**Request**
Please recast the material below as a Markdown table with two columns, Row and Line, giving each line its own numbered row and leaving out any blank lines.
--------------------------------------------------
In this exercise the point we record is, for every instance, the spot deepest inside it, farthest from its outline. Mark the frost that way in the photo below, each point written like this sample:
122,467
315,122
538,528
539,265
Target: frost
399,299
--------------------------------------------------
**Final answer**
| Row | Line |
|---|---|
| 1 | In this exercise the point we record is, for every instance, the spot deepest inside it, farthest from its outline. Mark the frost that way in the photo below, each point written like this sample: |
| 2 | 122,467 |
| 3 | 315,122 |
| 4 | 538,528 |
| 5 | 539,265 |
| 6 | Target: frost |
| 7 | 399,299 |